Written task:
Retype the material below. Keep every word exactly as it is.
-- BEGIN Given data --
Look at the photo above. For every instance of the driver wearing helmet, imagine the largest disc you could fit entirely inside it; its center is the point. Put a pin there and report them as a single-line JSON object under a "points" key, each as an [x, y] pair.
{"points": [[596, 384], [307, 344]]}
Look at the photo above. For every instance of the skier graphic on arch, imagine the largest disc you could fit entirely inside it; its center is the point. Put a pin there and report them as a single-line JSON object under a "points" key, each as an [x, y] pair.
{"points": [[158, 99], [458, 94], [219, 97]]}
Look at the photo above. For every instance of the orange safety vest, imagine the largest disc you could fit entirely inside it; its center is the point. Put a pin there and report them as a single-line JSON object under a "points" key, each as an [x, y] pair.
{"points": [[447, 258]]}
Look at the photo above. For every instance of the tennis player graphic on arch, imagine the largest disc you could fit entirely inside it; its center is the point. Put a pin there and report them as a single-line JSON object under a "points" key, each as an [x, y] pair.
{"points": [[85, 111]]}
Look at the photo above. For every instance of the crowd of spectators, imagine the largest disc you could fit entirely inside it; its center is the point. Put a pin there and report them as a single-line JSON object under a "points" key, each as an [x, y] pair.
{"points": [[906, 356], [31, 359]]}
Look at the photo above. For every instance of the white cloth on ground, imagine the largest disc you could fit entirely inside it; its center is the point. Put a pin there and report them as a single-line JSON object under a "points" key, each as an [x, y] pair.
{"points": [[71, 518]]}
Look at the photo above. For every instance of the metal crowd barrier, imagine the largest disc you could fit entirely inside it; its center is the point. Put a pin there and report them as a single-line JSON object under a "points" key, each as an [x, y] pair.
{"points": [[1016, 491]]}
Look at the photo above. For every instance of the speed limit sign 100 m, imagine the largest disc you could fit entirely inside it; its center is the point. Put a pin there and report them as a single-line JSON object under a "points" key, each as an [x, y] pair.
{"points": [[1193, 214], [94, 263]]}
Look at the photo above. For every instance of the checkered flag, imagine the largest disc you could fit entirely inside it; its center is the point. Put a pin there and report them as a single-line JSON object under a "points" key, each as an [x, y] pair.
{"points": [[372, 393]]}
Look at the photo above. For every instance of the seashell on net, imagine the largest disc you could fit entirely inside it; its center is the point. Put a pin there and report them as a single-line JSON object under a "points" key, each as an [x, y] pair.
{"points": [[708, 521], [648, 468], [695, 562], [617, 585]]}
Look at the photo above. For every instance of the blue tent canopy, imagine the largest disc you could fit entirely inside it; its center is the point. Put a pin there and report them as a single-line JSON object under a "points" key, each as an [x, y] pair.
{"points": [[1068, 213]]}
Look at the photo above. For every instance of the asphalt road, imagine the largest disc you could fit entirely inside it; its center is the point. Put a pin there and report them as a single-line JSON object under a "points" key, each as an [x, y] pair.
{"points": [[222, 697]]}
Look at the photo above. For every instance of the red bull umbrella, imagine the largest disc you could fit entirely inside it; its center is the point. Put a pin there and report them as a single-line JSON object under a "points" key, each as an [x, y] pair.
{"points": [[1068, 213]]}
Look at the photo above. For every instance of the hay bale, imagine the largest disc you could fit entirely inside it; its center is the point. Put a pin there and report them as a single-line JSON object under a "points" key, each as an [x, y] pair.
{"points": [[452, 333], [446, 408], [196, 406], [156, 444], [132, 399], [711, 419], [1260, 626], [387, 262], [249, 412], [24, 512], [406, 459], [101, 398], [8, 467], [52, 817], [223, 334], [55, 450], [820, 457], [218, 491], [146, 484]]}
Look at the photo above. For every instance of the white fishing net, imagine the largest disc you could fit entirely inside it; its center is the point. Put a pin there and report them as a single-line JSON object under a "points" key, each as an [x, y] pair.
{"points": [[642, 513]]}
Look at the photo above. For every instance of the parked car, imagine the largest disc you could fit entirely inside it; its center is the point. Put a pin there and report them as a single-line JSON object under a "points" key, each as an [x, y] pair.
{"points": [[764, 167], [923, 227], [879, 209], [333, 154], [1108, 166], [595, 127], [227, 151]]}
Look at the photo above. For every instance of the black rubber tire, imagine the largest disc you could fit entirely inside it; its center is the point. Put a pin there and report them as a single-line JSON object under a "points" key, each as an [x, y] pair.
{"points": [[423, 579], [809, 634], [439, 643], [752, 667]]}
-- END Given data --
Result of this exercise:
Look at the photo above. For every instance of the driver wearing helmet, imagine the largest disc you could fit entirely inside it; its center is the point. Put a pin there and report them as a single-line JSON object under a "points" key, each as an [x, y] pair.
{"points": [[596, 384], [307, 344]]}
Look at the photo above. For every instance of the skier graphic on arch, imagine the largest disc you could fit entirely inside it; its center is the point. Put a pin there and report them as a single-line JSON object under a "points" key, each as an [x, y] pair.
{"points": [[158, 99], [458, 94], [219, 97]]}
Look at the photo above. For every instance of the orange safety vest, imagine the largest disc you could fit entirely inside it; its center is the point. Put a pin there and report them as a single-line JSON object under a "points" key, each as an [x, y] pair.
{"points": [[447, 258]]}
Look at the photo above. For every instance of the tennis player graphic on arch, imagine the largest disc you could fit entirely inside it; its center is the point. Put a pin there and report them as a single-line JSON object under a "points" key, each as an [x, y] pair.
{"points": [[85, 111]]}
Look at the photo above. For every instance of the crowd of spectators, imagine the largest disc you could fit entirely inside it; its center is the point. Put a pin there and report them as a single-line JSON object under a "points" key, each as an [x, y] pair.
{"points": [[906, 356], [31, 359]]}
Look at the photo above. For every instance of the white cloth on ground, imagine the largest disc you could fit entirely inside it; its center is the point. Put a pin there and report them as a single-line JSON object under a "points" key, each as an [x, y] pair.
{"points": [[71, 518]]}
Look at the photo above. For every instance of the metal crowd barrier, imagine the largest disc you could fit entirely inside it; its center is the point. Put a pin there and report them as a single-line JSON object under a "points" key, each as an [x, y] pair.
{"points": [[1016, 491]]}
Look at the photo above. For every instance of the speed limit sign 100 m, imagine the largest disc you could fit entirely inside it; its center is the point. Put a pin there and report them as a single-line JSON object under a "points" key, each as an [x, y] pair.
{"points": [[1193, 214], [94, 263]]}
Look at the photo above. For every instance of the checkered flag, imagine the largest disc you could fit entirely inside it; its center is the point. Put a pin there and report them as a single-line JSON object under a "points" key, each as an [x, y] pair.
{"points": [[372, 393]]}
Look at the photo above. For every instance of the seashell on net, imagine the largest disc you could fit entirely inside it; its center is the point. Put a pin there and report them as a single-line JSON object under a "points" key, each as an [x, y] pair.
{"points": [[708, 521], [648, 468], [695, 562], [617, 585]]}
Look at the photo above. For every instance of the blue tent canopy, imagine the largest disc you could fit entirely inside it; its center is the point. Put a pin there and report them as a single-line JSON object under a "points" key, each as an [x, y] pair.
{"points": [[1068, 213]]}
Look at the photo above. For every instance of the asphalt road, imagine the largest disc you could fit entirely inside it; its center is the point. Put a pin there and report them as a single-line JSON object under a "points" key, each as an [x, y] pair.
{"points": [[222, 697]]}
Look at the photo above. For every instance of the red bull umbrella, imagine the largest disc you could fit entirely inside it; its center is the point. Put a pin there and report them as a single-line JSON object under a "points" key, each as an [x, y] pair.
{"points": [[1068, 213]]}
Look at the photo above. For every instance of the hay bale, imagine the largest disc you could fit entirely inside it; its center is the point. Put a pin there and report them as a single-line JSON object under a "points" key, each as an [x, y] pair.
{"points": [[452, 333], [446, 408], [196, 406], [156, 444], [132, 399], [711, 419], [1260, 626], [387, 262], [249, 412], [24, 512], [406, 459], [101, 398], [8, 467], [52, 817], [223, 334], [55, 450], [820, 457], [218, 491], [146, 484]]}
Look at the photo above. For every instance of the white fishing net, imagine the largest disc you could fit entirely inside it; its center is the point. Put a pin there and report them as a single-line JSON object under a "points" key, each as an [x, y] pair.
{"points": [[642, 513]]}
Look at the photo above. For every instance of the parked car, imagine the largest disc you could fit entirely inside it; its center is the point. Put a pin there and report them as a single-line JSON object under a "points" key, each as an [x, y] pair.
{"points": [[764, 167], [923, 227], [879, 209], [333, 154], [1108, 166], [595, 127], [227, 151]]}
Look at the photo above. For every instance of the black rubber tire, imagine the largest disc you could fit entirely inside it; its center is the point. Put a pin there and report them as a single-line JSON object under a "points" key, each as an [x, y] pair.
{"points": [[423, 579], [809, 634], [439, 643], [752, 667]]}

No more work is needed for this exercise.